Penumbra has announced the enrolment of the first patient into the CHEETAH study, a prospective, multicentre US study to evaluate the safety and performance of the Indigo System with CAT RX Aspiration Catheter in coronary vessels.
A press release from the company states that the Indigo CAT RX Aspiration Catheters and Indigo Separator 4, which were introduced in 2018 as part of the Indigo Aspiration System, are indicated for the removal of fresh, soft emboli and thrombi from vessels in the coronary and peripheral vasculature. The Indigo CAT RX is a 6Fr-compatible, rapid exchange catheter designed for maximised clot removal with its large aspiration lumen, and engineered for advanced trackability and deliverability as a result of seven material transitions and a proximal laser cut hypotube. The proprietary Separator 4 may be used together with the Indigo CAT RX for mechanical clot engagement.

■ Problems and tasks:
1/ Answer these questions using the CHEETAH study announcement:
(a) In which vessels does the CHEETAH study evaluate the Indigo System with CAT RX Aspiration Catheter?
(b) In what year were the Indigo CAT RX Aspiration Catheters and Indigo Separator 4 introduced?
(c) The Indigo CAT RX is compatible with what catheter size?
2/ Please say whether each statement agrees with the CHEETAH study announcement, and quote the words that decide it.
(a) The CHEETAH study is retrospective.
(b) The Indigo CAT RX is an over-the-wire catheter.
(c) The Separator 4 may be used with the Indigo CAT RX for mechanical clot engagement.

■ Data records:
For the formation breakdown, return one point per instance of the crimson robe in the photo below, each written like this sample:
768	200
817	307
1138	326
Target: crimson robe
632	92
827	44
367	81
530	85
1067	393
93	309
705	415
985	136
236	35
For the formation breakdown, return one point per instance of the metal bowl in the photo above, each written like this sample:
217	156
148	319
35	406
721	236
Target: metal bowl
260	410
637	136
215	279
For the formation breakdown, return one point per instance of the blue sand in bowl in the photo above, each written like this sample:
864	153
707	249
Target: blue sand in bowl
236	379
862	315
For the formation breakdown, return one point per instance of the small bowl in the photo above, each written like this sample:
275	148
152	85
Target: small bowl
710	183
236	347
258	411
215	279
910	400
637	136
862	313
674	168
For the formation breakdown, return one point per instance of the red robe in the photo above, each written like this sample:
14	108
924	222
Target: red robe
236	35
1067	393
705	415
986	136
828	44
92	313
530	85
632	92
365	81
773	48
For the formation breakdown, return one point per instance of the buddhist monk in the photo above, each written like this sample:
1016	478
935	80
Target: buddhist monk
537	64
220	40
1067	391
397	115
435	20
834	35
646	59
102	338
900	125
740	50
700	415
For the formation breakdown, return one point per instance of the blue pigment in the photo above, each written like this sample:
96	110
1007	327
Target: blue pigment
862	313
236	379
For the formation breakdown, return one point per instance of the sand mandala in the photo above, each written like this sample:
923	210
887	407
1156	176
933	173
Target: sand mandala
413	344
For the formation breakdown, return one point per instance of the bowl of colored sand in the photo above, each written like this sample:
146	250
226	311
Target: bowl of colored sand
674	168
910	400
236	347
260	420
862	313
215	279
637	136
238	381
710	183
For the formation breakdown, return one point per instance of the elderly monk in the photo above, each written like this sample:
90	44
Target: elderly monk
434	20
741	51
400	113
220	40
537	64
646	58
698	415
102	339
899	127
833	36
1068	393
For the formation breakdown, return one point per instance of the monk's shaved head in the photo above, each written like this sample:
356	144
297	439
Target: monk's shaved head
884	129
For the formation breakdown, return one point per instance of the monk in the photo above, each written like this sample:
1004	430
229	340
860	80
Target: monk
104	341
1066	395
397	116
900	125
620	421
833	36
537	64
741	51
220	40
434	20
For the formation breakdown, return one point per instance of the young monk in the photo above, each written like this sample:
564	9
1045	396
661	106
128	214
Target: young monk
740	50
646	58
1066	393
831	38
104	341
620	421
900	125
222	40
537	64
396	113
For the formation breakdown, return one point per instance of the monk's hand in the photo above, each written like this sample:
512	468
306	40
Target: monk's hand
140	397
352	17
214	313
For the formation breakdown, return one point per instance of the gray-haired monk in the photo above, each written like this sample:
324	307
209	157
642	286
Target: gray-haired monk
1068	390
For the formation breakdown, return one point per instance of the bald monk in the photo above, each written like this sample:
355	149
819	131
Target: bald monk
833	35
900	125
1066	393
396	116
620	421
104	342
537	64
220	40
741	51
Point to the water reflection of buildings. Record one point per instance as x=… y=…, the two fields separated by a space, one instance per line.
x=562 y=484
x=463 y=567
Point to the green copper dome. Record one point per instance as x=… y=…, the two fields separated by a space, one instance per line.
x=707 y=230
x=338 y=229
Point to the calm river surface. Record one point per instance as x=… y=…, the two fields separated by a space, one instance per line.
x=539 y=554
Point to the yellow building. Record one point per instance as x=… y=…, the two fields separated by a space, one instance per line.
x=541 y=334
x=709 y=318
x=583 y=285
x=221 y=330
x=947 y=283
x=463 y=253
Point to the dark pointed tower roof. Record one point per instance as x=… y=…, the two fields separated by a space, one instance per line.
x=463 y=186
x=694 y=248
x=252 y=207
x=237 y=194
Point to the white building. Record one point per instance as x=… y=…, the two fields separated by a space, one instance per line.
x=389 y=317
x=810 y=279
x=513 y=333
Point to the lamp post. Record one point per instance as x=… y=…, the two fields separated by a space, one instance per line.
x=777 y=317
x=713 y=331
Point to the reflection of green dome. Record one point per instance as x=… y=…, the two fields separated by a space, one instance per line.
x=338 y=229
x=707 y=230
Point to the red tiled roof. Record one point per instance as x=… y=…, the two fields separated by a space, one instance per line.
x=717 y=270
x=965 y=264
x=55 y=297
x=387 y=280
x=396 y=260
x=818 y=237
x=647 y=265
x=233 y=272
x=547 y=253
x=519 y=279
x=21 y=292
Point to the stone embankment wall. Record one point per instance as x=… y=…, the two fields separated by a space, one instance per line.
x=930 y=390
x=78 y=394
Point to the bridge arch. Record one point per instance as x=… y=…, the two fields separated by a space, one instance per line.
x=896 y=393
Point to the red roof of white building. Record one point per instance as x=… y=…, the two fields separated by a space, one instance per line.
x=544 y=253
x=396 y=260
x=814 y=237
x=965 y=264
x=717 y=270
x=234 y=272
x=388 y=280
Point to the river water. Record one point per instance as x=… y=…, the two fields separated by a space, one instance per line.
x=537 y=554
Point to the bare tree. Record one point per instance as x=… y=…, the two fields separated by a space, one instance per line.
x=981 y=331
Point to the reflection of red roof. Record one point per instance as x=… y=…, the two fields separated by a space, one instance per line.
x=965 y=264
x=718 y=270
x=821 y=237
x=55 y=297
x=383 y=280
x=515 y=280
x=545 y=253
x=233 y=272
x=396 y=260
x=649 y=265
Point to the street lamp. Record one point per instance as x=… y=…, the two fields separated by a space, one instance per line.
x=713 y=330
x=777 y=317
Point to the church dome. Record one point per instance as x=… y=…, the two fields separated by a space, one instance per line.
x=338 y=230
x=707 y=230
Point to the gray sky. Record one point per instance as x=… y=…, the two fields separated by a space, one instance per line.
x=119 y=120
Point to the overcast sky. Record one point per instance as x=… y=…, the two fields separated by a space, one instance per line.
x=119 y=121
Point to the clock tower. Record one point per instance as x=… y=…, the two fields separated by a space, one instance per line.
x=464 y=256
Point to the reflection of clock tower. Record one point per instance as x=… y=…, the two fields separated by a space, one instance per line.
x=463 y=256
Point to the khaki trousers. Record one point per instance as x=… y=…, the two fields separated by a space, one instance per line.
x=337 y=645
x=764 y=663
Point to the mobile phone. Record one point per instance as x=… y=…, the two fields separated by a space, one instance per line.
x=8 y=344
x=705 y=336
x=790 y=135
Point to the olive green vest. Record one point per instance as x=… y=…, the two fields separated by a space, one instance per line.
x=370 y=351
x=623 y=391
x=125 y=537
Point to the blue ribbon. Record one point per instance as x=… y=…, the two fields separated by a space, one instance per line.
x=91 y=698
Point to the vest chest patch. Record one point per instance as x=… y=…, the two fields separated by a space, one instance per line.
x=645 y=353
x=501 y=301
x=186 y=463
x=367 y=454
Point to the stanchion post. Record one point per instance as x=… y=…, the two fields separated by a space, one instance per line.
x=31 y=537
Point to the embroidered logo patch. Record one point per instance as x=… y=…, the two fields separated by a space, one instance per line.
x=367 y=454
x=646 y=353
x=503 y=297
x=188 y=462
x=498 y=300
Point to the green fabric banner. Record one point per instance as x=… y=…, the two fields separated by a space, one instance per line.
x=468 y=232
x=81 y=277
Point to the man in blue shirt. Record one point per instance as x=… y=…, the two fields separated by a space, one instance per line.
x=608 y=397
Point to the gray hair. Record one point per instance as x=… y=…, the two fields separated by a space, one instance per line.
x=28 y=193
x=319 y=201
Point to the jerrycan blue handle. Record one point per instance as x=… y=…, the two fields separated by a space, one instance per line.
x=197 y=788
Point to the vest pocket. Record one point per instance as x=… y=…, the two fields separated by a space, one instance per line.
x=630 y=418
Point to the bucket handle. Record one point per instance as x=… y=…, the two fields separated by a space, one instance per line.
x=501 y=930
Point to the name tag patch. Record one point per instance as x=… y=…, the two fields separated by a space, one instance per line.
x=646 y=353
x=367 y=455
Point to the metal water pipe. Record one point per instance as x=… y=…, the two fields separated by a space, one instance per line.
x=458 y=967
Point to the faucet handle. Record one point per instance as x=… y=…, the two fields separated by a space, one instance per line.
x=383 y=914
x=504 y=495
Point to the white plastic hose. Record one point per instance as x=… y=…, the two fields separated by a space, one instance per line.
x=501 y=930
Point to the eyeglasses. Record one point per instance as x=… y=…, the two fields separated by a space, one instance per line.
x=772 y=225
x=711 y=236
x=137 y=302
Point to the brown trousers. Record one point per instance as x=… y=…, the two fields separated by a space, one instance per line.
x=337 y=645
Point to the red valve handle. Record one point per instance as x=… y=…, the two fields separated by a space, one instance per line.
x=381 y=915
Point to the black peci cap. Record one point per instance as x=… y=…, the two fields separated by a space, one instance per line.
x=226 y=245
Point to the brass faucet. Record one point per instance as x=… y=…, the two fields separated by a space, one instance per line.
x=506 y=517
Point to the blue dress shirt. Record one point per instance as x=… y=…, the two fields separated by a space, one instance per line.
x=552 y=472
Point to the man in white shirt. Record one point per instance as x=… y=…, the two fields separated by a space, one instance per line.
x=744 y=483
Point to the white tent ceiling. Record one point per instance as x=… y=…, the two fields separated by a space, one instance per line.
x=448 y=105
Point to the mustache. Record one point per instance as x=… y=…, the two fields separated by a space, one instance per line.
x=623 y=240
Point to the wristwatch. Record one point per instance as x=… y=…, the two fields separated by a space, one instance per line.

■ Expected responses:
1/
(a) Coronary vessels
(b) 2018
(c) 6Fr

2/
(a) No: "a prospective, multicentre US study"
(b) No: "a 6Fr-compatible, rapid exchange catheter"
(c) Yes: "may be used together with the Indigo CAT RX for mechanical clot engagement"